VORLIEGENDER AUSZUG:
◇ ◇ ◇ ◇ ◇
Rezension

Ein packender Cold Case

Der Lohn des Verrats -

Der Lohn des Verrats
von Mathias Berg

Bewertet mit 5 Sternen

1993 verschwand Fabian Küster spurlos. Als sein Vater zehn Jahre später beerdigt wird, gibt es plötzlich wieder ein Lebenszeichen von ihm: ein Kranz. Seine Mutter Gabriele wendet sich an die Polizei – die forensische Psychologin Lupe Svensson und der Ermittler Otto Hagedorn übernehmen den Fall. Schnell stellt das Team eine Verbindung zu einem anderen Cold Case her: einer Mordserie an jungen Tramperinnen. Hängen die beiden Fälle tatsächlich zusammen? Und hat der Mörder der Mädchen vielleicht Fabian entführt?
„Der Lohn des Verrats“ ist bereits der zweite gemeinsame Fall für Lupe Svensson und Otto Hagedorn. Den ersten Band kenne ich nicht, daher kann ich sagen: das fällt überhaupt nicht auf. Beim Lesen lernt man die beiden kennen, ohne dass auf Vorwissen (das eventuell nicht vorhanden ist) zurückgegriffen wird.
◇ ◇ ◇ ◇ ◇
AUFGABENSTELLUNG: Gib einen Abschnitt der Rezension wortgetreu wieder: Setze bei den Worten „1993 verschwand Fabian“ ein und ende nach „ist) zurückgegriffen wird.“. Stütze dich ausschließlich auf die Rezension.

Einige Datensätze
◇ ◇ ◇ ◇ ◇
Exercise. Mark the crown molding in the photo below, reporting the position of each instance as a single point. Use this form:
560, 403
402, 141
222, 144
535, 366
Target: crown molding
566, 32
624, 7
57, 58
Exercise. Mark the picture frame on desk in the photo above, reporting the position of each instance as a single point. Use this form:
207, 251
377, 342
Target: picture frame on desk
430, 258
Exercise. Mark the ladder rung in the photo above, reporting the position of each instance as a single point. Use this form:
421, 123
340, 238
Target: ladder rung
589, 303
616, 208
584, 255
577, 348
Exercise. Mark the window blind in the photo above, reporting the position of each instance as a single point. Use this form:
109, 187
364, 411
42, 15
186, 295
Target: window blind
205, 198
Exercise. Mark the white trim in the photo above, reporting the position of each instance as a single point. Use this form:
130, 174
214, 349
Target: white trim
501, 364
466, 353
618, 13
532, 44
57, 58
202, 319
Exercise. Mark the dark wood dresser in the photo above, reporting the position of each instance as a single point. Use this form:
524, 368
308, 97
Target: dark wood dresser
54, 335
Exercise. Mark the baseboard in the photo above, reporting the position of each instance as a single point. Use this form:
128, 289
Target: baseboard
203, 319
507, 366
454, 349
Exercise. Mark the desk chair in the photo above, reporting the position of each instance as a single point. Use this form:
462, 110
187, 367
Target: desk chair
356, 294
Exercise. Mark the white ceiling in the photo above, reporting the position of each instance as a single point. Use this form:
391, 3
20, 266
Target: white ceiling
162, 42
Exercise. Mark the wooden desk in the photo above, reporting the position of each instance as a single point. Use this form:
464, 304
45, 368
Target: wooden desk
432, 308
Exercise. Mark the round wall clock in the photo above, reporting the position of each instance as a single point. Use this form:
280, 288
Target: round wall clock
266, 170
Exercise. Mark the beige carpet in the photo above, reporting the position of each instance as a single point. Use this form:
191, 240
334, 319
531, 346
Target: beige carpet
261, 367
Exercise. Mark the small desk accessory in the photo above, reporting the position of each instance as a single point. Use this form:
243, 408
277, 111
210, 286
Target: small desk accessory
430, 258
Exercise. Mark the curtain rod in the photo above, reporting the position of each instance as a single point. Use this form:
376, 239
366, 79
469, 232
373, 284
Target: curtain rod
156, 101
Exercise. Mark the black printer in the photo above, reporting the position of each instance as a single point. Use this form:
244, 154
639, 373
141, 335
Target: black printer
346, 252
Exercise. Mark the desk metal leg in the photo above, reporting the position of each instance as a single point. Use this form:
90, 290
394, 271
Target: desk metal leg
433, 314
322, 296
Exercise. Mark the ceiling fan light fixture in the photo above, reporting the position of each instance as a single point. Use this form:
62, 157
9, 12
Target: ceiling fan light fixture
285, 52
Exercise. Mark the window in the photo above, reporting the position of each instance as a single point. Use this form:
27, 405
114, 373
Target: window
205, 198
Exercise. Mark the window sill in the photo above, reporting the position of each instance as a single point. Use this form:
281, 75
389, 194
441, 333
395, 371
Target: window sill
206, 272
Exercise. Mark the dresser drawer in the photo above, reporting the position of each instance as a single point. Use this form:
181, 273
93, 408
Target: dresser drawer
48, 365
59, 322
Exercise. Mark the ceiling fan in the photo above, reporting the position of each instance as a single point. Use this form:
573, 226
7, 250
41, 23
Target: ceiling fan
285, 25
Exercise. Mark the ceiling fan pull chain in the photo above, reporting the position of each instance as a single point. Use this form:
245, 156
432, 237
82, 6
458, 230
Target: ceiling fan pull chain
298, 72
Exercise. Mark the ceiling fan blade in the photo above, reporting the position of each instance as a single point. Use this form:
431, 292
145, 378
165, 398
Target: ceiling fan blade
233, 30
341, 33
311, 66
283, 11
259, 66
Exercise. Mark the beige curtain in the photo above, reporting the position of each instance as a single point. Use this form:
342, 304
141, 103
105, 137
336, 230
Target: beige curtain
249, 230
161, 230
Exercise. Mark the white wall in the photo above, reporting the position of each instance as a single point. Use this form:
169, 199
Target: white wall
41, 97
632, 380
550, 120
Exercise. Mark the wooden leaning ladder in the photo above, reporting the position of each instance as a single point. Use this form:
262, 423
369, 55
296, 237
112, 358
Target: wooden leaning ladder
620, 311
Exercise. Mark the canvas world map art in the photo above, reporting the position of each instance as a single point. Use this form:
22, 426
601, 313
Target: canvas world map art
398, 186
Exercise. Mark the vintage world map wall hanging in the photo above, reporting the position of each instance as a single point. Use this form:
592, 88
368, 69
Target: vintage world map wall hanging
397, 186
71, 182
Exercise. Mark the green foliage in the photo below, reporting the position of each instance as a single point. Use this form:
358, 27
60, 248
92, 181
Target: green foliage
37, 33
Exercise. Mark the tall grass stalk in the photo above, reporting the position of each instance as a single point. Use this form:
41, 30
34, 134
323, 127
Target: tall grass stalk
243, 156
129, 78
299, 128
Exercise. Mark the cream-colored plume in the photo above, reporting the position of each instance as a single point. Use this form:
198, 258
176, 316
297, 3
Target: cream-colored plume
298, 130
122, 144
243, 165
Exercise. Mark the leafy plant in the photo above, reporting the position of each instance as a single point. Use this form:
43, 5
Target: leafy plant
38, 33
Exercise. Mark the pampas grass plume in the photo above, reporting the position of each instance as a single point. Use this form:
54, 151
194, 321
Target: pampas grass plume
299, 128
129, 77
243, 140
◇ ◇ ◇ ◇ ◇
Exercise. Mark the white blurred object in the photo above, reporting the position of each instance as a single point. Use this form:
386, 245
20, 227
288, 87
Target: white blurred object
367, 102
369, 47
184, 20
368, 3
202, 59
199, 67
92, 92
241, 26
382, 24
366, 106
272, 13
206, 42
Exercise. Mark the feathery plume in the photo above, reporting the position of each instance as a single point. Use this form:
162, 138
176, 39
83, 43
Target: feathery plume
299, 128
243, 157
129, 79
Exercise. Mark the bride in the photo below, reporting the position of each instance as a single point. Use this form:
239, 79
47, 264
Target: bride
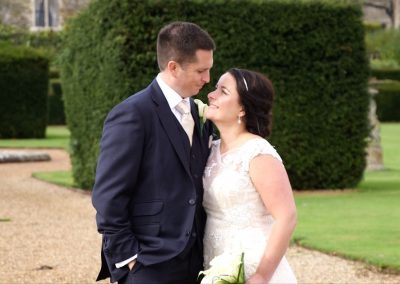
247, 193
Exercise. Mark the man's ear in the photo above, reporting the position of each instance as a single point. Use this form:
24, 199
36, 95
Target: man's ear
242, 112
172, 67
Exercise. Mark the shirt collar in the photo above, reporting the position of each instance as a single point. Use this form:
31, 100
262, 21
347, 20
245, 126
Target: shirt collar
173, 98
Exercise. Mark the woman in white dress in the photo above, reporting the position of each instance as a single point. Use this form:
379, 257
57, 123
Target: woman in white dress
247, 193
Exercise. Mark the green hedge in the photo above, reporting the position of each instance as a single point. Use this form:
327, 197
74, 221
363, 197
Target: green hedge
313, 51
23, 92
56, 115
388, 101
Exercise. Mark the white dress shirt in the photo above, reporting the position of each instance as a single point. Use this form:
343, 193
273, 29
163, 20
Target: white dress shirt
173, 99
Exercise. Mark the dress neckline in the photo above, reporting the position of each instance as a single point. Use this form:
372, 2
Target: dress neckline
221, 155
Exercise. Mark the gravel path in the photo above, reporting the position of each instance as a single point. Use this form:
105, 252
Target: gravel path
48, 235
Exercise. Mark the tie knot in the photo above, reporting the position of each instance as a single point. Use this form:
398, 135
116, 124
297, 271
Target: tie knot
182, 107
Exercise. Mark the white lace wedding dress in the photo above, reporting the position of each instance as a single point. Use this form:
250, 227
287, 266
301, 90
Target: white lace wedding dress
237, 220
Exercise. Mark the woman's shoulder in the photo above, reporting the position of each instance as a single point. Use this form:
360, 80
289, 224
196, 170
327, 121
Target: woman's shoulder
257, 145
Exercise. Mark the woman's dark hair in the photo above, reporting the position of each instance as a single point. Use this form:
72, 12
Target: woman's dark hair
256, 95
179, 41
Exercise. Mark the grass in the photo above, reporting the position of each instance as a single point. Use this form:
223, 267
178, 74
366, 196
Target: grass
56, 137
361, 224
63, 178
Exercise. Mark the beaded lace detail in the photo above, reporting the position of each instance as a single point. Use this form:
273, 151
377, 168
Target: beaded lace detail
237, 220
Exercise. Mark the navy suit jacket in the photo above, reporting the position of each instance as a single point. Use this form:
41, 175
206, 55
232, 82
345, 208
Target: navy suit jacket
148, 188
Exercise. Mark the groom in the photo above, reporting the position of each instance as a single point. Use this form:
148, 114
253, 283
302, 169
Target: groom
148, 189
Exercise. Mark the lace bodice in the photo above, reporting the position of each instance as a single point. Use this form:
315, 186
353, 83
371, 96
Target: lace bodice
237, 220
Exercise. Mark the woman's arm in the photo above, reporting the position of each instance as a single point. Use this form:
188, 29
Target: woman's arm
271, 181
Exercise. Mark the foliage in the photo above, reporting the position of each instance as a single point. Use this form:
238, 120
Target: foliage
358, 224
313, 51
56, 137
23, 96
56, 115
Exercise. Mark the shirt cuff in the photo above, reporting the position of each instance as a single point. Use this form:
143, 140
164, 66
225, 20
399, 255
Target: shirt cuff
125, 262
◇ ◇ ◇ ◇ ◇
VOLLSTÄNDIGE LÖSUNG:
1993 verschwand Fabian Küster spurlos. Als sein Vater zehn Jahre später beerdigt wird, gibt es plötzlich wieder ein Lebenszeichen von ihm: ein Kranz. Seine Mutter Gabriele wendet sich an die Polizei – die forensische Psychologin Lupe Svensson und der Ermittler Otto Hagedorn übernehmen den Fall. Schnell stellt das Team eine Verbindung zu einem anderen Cold Case her: einer Mordserie an jungen Tramperinnen. Hängen die beiden Fälle tatsächlich zusammen? Und hat der Mörder der Mädchen vielleicht Fabian entführt?
„Der Lohn des Verrats“ ist bereits der zweite gemeinsame Fall für Lupe Svensson und Otto Hagedorn. Den ersten Band kenne ich nicht, daher kann ich sagen: das fällt überhaupt nicht auf. Beim Lesen lernt man die beiden kennen, ohne dass auf Vorwissen (das eventuell nicht vorhanden ist) zurückgegriffen wird.